Convert the rows, from the start through the line containing "362], [527, 286]]" (including that line), into a Markdown table with the columns No. and Line, numbering each line and skipping blank lines. Leave the pictures out of the answer.

········

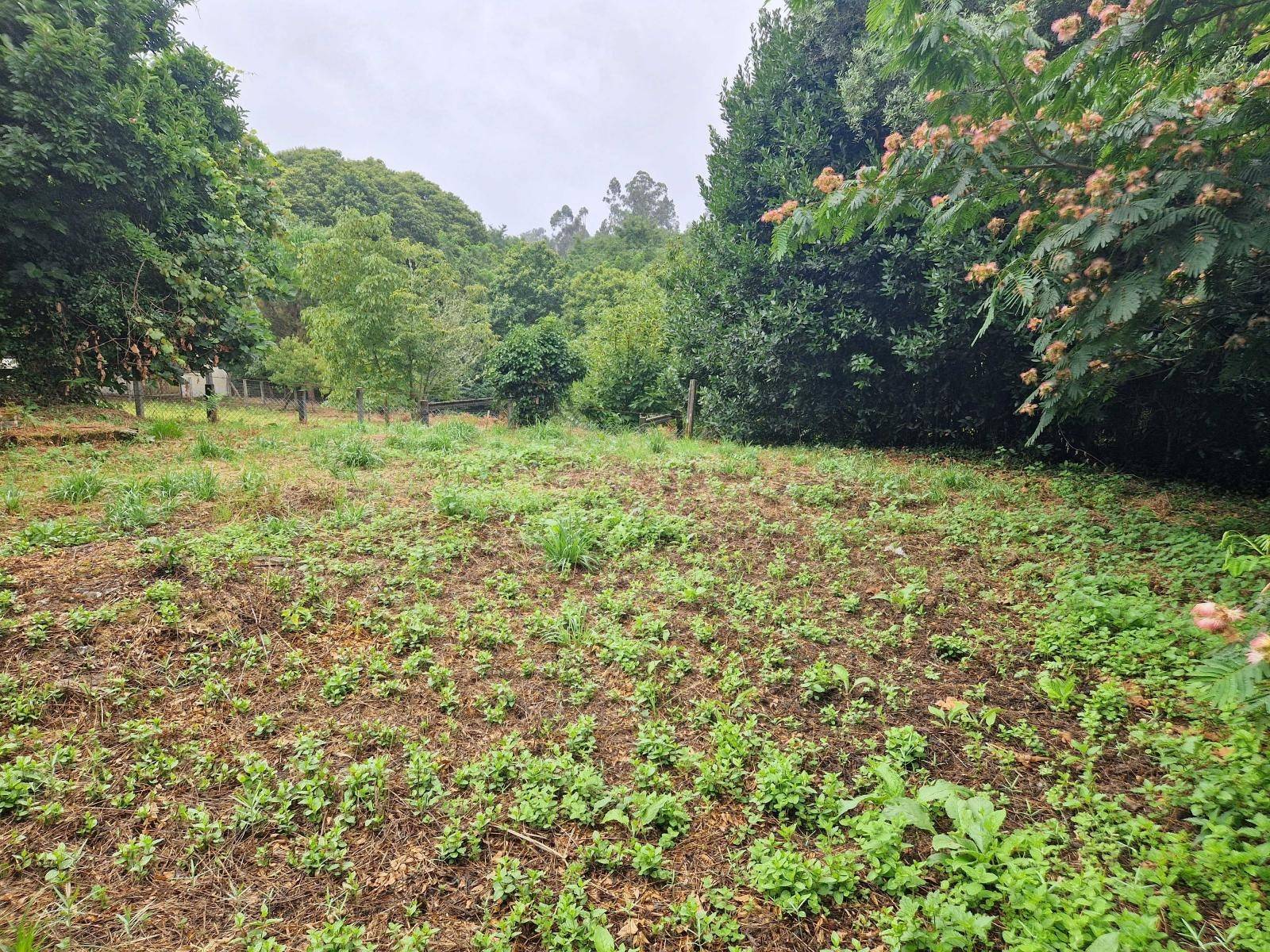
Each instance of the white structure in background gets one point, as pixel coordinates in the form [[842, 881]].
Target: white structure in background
[[194, 385]]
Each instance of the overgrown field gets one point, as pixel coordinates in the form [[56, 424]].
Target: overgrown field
[[465, 687]]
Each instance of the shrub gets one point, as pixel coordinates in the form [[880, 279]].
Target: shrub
[[533, 367]]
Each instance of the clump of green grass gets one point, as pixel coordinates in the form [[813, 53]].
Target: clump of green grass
[[569, 543], [133, 509], [460, 503], [78, 488], [165, 429], [203, 484], [207, 447], [349, 454]]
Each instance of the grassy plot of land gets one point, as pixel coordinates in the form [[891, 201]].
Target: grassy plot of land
[[464, 687]]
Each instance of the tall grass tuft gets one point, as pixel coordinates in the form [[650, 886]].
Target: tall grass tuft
[[165, 429], [206, 447], [78, 488], [569, 543]]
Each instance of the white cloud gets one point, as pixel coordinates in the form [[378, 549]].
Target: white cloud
[[514, 107]]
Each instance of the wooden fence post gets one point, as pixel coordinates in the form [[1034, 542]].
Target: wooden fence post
[[690, 416], [210, 395]]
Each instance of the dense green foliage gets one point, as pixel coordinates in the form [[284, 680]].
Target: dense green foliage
[[628, 357], [533, 367], [869, 340], [321, 183], [389, 315], [137, 216], [1110, 168], [292, 362], [527, 286]]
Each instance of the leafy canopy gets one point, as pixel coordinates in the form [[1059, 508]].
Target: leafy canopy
[[533, 366], [391, 315], [140, 216], [1114, 159]]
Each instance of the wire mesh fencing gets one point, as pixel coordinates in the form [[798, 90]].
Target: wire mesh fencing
[[252, 401]]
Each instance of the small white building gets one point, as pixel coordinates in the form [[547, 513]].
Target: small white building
[[194, 385]]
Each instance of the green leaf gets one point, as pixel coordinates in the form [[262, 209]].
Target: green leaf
[[601, 939]]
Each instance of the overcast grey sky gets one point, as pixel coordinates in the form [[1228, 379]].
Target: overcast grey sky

········

◆ Response below ◆
| No. | Line |
|---|---|
| 1 | Each instance of the white structure in background gets one point, as pixel coordinates in the form [[842, 881]]. |
| 2 | Target: white structure in background |
| 3 | [[194, 385]] |
| 4 | Each instance of the overgrown field gets one point, as pixel coordinates in the form [[56, 424]]. |
| 5 | Target: overgrown field |
| 6 | [[465, 687]] |
| 7 | Each instance of the shrub gets one point, as pixel coordinates in the form [[880, 279]]. |
| 8 | Target: shrub |
| 9 | [[533, 367]] |
| 10 | Each instance of the clump of green grass gets one point, as pixel coordinates in the form [[813, 53]]. |
| 11 | Target: clump of green grass |
| 12 | [[569, 543], [133, 509], [460, 503], [78, 488], [165, 429], [203, 484], [207, 447], [349, 454]] |
| 13 | Each instance of the grassy plot of land gets one point, as pixel coordinates in the form [[891, 201]]. |
| 14 | Target: grassy plot of land |
| 15 | [[464, 687]] |
| 16 | Each instance of the tall grass tuft gets one point, as pixel coordinates in the form [[650, 886]]. |
| 17 | Target: tall grass tuft |
| 18 | [[165, 429], [206, 447], [78, 488], [569, 543]] |
| 19 | Each instance of the white cloud gets one point, as pixel coordinates in the form [[378, 549]]. |
| 20 | Target: white cloud |
| 21 | [[514, 107]] |
| 22 | Each instance of the wooden fence post gets one point, as pixel coordinates in the form [[1034, 542]]. |
| 23 | Target: wooden fence post |
| 24 | [[690, 416], [210, 395]] |
| 25 | Each instance of the dense green foliage gets one point, as pixel coordinates in the form [[284, 680]]. |
| 26 | Target: dense green foliage |
| 27 | [[628, 357], [533, 367], [869, 340], [321, 183], [389, 315], [137, 216], [1110, 168], [292, 362], [527, 286]] |